Top of TASK INPUTS

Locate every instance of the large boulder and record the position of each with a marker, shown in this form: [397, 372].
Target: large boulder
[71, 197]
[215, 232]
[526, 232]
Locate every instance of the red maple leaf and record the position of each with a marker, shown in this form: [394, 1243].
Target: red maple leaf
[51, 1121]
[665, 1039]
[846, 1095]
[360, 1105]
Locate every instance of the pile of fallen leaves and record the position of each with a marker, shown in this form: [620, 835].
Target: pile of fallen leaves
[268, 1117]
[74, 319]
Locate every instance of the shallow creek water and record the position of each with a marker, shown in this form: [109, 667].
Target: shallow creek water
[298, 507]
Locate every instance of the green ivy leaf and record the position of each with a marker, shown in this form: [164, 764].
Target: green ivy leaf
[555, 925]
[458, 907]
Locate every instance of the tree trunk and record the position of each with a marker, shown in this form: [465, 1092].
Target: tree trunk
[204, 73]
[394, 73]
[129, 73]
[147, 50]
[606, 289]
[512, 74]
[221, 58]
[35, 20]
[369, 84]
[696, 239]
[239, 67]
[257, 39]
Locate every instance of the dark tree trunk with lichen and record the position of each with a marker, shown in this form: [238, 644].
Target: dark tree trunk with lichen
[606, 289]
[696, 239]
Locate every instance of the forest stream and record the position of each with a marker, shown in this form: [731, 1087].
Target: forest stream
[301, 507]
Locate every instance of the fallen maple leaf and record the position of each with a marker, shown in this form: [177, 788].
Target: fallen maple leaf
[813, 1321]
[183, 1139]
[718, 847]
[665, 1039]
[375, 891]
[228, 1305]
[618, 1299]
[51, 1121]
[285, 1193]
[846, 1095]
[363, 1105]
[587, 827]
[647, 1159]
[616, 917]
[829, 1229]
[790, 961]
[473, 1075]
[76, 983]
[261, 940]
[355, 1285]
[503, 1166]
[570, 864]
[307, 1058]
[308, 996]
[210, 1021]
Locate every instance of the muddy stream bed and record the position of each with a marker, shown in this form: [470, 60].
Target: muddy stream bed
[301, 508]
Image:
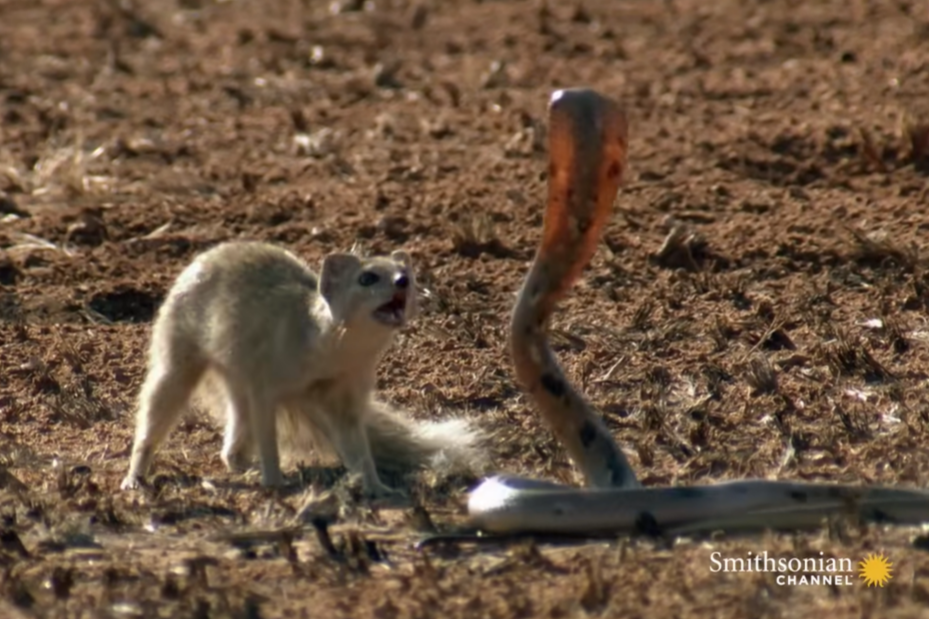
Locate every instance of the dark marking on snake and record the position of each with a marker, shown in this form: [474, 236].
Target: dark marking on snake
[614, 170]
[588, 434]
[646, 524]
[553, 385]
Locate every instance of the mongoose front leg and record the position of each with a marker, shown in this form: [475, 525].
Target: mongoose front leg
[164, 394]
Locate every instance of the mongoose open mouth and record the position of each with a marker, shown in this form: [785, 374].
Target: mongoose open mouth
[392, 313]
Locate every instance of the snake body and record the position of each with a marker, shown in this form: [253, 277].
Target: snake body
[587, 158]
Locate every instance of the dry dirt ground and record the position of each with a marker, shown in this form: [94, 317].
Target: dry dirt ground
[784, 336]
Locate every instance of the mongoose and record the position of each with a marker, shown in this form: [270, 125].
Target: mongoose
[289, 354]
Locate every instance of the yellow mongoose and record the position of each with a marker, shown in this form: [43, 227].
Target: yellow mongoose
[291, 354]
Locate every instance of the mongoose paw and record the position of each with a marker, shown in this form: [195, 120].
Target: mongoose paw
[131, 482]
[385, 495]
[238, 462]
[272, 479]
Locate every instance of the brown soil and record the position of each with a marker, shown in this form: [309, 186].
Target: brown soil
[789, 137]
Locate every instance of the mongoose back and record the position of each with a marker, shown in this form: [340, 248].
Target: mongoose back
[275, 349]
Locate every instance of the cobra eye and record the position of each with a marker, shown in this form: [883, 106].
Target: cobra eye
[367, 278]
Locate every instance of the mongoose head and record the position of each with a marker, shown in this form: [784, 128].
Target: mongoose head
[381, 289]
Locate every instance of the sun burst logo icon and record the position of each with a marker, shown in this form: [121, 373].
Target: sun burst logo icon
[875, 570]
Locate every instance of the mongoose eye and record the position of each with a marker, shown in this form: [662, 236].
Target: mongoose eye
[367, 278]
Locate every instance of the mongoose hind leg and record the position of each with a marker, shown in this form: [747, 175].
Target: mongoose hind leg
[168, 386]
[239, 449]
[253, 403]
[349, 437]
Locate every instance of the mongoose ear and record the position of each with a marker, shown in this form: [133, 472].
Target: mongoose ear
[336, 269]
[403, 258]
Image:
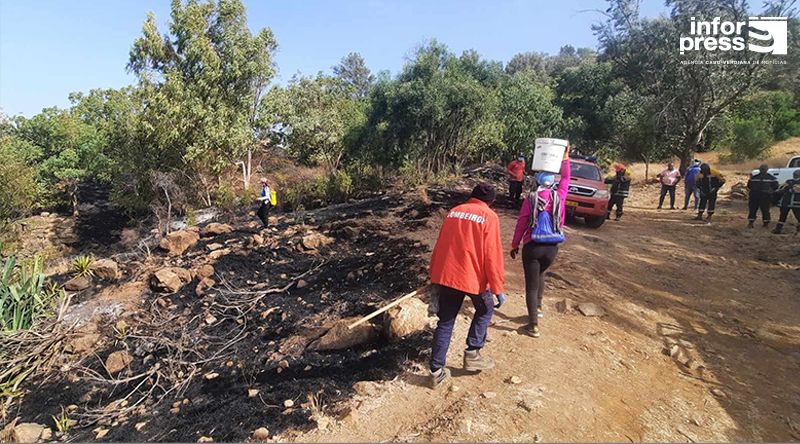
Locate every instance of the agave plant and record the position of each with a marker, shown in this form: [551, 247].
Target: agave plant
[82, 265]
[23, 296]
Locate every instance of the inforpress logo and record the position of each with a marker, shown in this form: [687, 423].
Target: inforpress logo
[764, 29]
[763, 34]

Bottom of TASK INPUTS

[PROBLEM TO SOLVE] Only the lines of the listing above from the one with "Target: muddy stream bed" through the one with "Locate every instance of the dry" should be output, exactly, with both ends kept and pictures left out.

[WORKED SOLUTION]
Target: muddy stream bed
[301, 508]
Image:
Locate every instance of the dark marking on snake and record the position of each with a marker, shown in this form: [474, 236].
Target: dark marking on snake
[614, 170]
[588, 434]
[646, 524]
[553, 385]
Locate every instance of the mongoose front leg and record the position of each with a marker, shown in this form: [475, 525].
Target: mongoose front leg
[164, 394]
Locate every instance of the mongoose open mouth and record the position of each with a marker, shown in this form: [785, 374].
Target: mongoose open mouth
[392, 313]
Locate every instance of the snake body and record the position of each with a marker, shown in this form: [253, 277].
Target: snake body
[587, 158]
Locate every instance of the dry dirt ground and record the position of each with a marker, shown in this form: [94, 317].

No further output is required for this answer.